Rows from a pointing dataset
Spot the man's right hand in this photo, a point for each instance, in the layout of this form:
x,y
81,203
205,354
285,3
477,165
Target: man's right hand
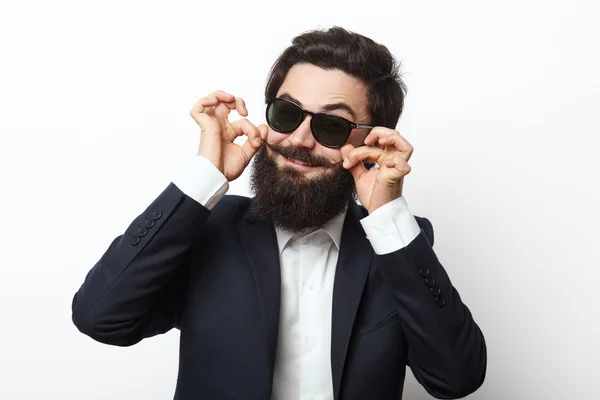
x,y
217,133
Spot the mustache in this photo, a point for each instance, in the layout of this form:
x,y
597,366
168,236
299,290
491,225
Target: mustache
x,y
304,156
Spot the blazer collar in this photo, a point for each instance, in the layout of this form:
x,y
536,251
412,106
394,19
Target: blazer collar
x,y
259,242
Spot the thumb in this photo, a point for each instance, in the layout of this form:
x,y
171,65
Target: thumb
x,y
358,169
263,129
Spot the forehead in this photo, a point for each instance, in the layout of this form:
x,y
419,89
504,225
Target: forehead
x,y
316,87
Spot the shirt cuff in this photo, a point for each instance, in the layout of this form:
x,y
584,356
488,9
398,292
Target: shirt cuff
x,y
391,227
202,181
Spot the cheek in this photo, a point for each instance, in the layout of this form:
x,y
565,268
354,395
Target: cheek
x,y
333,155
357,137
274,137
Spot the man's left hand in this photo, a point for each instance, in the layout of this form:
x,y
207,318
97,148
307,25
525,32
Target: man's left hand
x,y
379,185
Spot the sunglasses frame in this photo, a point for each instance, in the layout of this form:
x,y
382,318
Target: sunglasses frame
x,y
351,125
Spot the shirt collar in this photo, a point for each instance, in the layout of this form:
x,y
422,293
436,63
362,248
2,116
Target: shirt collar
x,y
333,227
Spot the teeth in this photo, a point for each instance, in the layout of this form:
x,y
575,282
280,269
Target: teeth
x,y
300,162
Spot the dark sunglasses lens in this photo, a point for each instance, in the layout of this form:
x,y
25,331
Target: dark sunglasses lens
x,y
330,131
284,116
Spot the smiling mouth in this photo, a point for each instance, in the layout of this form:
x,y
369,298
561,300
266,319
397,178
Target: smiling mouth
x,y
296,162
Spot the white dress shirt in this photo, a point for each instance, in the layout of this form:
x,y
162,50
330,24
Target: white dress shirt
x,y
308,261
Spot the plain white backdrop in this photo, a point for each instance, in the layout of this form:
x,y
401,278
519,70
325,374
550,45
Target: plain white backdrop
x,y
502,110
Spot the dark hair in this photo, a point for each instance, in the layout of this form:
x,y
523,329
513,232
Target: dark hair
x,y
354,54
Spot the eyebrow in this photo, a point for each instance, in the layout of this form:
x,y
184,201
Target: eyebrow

Exercise goal:
Arrange every line of the records above as a numbered list, skipping blank lines and leaving the pictures out.

Expected output:
1. Spot the man's right hand in this photo, a point for each instance, in the layout of this form:
2. x,y
3. 81,203
4. 205,354
5. 285,3
6. 477,165
7. Target: man's right hand
8. x,y
9. 217,133
10. Spot the mustache in this photo, a point for each instance, in the layout of this form:
11. x,y
12. 597,366
13. 168,236
14. 299,290
15. 491,225
16. Target: mustache
17. x,y
18. 304,156
19. Spot the blazer collar in this photo, a point for each instance, in the layout of this form:
20. x,y
21. 536,251
22. 412,106
23. 394,19
24. Target: blazer collar
25. x,y
26. 259,242
27. Spot the thumb in this photo, a point for each instance, in the layout of this form:
28. x,y
29. 171,65
30. Target: thumb
31. x,y
32. 358,169
33. 263,129
34. Spot the forehead in this photo, a point for each instance, in the layout of this form:
35. x,y
36. 419,89
37. 504,225
38. Target: forehead
39. x,y
40. 316,87
41. Spot the shirt cuff in this photo, a point for each instance, in the layout of this form:
42. x,y
43. 584,356
44. 488,9
45. 398,292
46. Target: shirt cuff
47. x,y
48. 391,227
49. 202,181
50. Spot the cheek in this photo, a point for each instance, in the layout of this form:
51. x,y
52. 565,268
53. 354,395
54. Target: cheek
55. x,y
56. 333,155
57. 357,137
58. 274,137
59. Spot the man's left hand in this photo, a point for each instance, in the layout of this form:
60. x,y
61. 207,318
62. 97,148
63. 307,25
64. 525,32
65. Target: man's left hand
66. x,y
67. 379,185
68. Spot the sunglasses frame in this photo, a point for each instance, in the layout of this form:
69. x,y
70. 382,318
71. Target: sunglasses frame
72. x,y
73. 351,125
74. Spot the shirt collar in this photo, a point for each instance, in the layout of this form:
75. x,y
76. 422,293
77. 436,63
78. 362,248
79. 2,116
80. Target: shirt collar
81. x,y
82. 333,227
83. Spot the teeth in this photo, a point for each instance, in the layout of this form:
84. x,y
85. 575,282
86. 280,269
87. Target: teeth
88. x,y
89. 300,162
90. Spot the dark sunglasses lens in this photo, a point for each instance, in the layout of this form:
91. x,y
92. 25,331
93. Target: dark sunglasses lens
94. x,y
95. 330,131
96. 284,116
97. Spot the smiling mouth in this photo, a point for each instance, in the layout of this form:
98. x,y
99. 369,298
100. 561,300
101. 266,319
102. 397,178
103. Target: smiling mouth
104. x,y
105. 296,162
106. Spot the white dress shirt in this photo, a point for each instance, in the layout of this form:
107. x,y
108. 162,50
109. 330,24
110. Target: white dress shirt
111. x,y
112. 308,261
113. Spot the plain white backdrop in this photo, a point for each instance, in the layout of this form:
114. x,y
115. 401,278
116. 519,70
117. 325,374
118. 550,45
119. Target: plain white backdrop
120. x,y
121. 502,110
122. Spot the dark hair in this photo, a point for each instance, in the layout of this form:
123. x,y
124. 523,329
125. 513,232
126. Target: dark hair
127. x,y
128. 354,54
129. Spot the eyebrow in this photo, a point for each instance, in the layout of this form:
130. x,y
131. 184,201
132. Target: eyebrow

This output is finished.